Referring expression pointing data
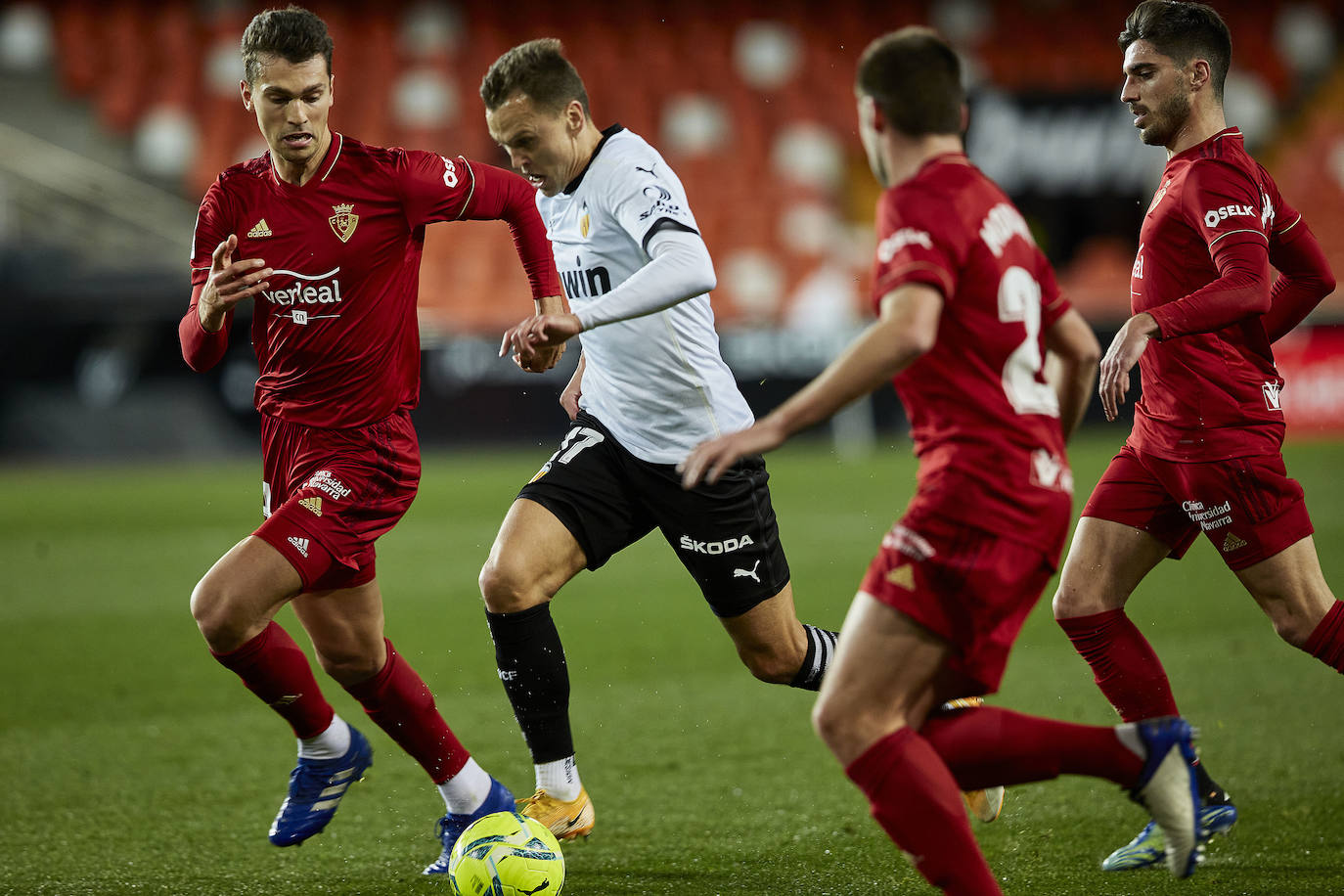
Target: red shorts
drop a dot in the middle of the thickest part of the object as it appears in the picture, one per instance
(1247, 507)
(328, 495)
(972, 589)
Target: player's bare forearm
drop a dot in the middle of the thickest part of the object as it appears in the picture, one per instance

■ Task instructions:
Without including any picture, print every record exactly as written above.

■ Solution:
Target: red shorts
drop a dot in the middle of the thickest part of the object as it appears in the picture, one per instance
(1247, 507)
(328, 495)
(972, 589)
Target: player's bare forearm
drop a dot in the middle of the thickest part of the object as it appears in the picture, one per instance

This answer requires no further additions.